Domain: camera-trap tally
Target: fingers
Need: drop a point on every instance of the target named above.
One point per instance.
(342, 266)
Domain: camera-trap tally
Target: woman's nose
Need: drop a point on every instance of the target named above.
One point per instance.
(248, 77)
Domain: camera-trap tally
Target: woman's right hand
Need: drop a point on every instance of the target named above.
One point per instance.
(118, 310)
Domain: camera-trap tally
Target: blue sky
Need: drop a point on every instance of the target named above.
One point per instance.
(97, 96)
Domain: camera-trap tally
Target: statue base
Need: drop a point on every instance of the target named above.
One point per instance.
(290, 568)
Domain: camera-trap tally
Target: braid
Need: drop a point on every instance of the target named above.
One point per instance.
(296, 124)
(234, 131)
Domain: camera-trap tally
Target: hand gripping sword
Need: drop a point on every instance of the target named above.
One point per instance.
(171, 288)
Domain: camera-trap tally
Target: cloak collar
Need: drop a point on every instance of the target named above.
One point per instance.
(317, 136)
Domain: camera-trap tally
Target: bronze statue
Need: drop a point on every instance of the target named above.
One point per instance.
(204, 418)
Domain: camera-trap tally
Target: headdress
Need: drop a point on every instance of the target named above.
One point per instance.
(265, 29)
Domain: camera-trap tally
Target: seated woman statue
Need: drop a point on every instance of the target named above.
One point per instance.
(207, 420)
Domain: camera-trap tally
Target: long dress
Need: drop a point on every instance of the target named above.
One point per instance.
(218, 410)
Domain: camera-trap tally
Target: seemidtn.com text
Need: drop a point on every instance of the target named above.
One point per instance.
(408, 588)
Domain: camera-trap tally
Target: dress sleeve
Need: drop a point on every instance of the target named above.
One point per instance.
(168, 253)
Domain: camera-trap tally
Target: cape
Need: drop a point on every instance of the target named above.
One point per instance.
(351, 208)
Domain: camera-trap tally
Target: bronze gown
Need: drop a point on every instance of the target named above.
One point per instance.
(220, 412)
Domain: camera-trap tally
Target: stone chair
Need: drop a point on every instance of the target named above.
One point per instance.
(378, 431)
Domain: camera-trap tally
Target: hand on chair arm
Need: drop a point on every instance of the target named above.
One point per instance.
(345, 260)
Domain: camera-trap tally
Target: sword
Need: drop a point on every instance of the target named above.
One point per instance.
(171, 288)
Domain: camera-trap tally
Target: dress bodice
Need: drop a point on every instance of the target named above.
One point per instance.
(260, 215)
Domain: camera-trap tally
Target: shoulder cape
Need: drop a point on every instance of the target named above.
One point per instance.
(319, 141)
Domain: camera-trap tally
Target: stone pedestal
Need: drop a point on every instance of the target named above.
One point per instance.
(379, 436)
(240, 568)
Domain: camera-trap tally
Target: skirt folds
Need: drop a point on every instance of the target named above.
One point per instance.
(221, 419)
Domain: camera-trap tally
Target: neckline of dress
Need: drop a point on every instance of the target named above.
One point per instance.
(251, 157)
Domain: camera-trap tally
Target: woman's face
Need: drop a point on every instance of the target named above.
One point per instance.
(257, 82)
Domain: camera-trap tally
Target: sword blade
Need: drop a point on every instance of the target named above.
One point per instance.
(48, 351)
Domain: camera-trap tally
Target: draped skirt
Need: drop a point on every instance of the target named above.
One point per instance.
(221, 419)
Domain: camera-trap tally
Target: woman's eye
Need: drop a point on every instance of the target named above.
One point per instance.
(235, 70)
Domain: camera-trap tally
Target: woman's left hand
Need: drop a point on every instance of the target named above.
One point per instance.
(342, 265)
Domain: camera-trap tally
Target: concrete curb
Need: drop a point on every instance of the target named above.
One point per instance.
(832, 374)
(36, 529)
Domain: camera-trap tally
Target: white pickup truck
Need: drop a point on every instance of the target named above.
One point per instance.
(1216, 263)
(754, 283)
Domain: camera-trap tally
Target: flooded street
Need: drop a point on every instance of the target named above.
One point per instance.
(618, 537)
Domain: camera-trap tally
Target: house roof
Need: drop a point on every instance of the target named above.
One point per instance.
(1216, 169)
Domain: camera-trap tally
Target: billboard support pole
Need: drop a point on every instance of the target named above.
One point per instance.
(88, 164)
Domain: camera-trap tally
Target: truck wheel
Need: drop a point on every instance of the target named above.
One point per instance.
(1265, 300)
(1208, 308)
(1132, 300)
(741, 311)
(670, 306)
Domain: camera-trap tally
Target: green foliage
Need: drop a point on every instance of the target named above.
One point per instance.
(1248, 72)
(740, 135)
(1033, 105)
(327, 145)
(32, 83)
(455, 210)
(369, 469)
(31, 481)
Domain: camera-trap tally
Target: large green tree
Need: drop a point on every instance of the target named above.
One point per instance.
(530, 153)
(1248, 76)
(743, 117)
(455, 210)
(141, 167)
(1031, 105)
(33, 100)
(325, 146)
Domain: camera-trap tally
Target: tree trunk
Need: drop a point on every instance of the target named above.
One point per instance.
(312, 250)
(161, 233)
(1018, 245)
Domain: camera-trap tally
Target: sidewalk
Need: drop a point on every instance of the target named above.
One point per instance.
------------------------------------------------------------------------
TASK TO COMPLETE: Please transcribe the records exactly from their first line through the line holding "Target: braid", and leave out all others.

RESULT OF THIS TASK:
Domain: camera-trap tally
Target: fingers
Need: drop a point on every instance of the target named above.
One point per instance.
(342, 266)
Domain: camera-trap tally
Target: woman's nose
Need: drop a point on every instance of the target named above.
One point per instance.
(248, 77)
Domain: camera-trap tally
Target: woman's right hand
Need: drop a point on every instance of the target named above.
One point per instance.
(118, 310)
Domain: camera-trap tally
Target: blue sky
Need: drop a point on every instance of the target named above.
One point per instance.
(97, 96)
Domain: camera-trap tally
Target: statue base
Need: drop a point on every instance of the target named above.
One point per instance.
(290, 568)
Domain: camera-trap tally
Target: braid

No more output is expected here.